Page
+ + + + +

Hey, don't just yell at me for the lack of updates around here. I have houseguests! What's JV's excuse?
So, last night I had a little tantrum. Mom and I went shopping. Then we came back and we were all going to go out to dinner. Except, I wanted to change my shoes into something that wasn't featuring a three and a half inch heel. I walked to the spot in the dining room where the shoes live.
Now, you should know that designating a crate in the living room for my shoes has made me a better person. It means that the seventeen pairs of shoes I wear a regular basis and consistently take off and leave right in the entry way... Well, now their home is on the way to the bathroom and that's the first thing I do when I get home after I take off my shoes. So, you can see how this works for me.
I walked over to where my shoes go. And there was no crate with a million pairs of shoes in it.
You should also know that I do NOT like having my things moved. Many roommates past have learned how to get away with it. You have to tell me before I notice. "I vaccuumed. I had to move your shoes. I was going to put them back, but I didn't get the time." or "We were cleaning the bathroom. I moved your blowdryer to under the sink because you don't use it that much and we wanted that shelf for extra clean towels. You can put it back if you want."

+ + + + +

Data provided
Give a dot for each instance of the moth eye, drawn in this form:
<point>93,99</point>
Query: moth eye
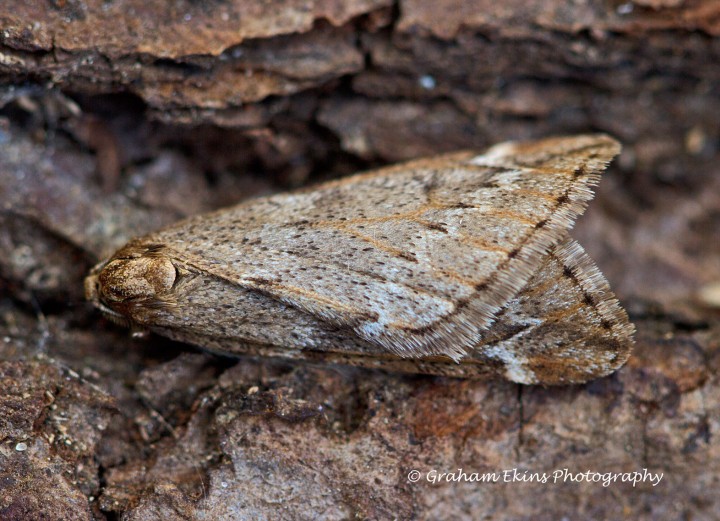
<point>139,278</point>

+ + + + +

Task goal
List every room in the home that the post about the missing shoe crate names, counting the entry way as one.

Answer to the task
dining room, living room, entry way, bathroom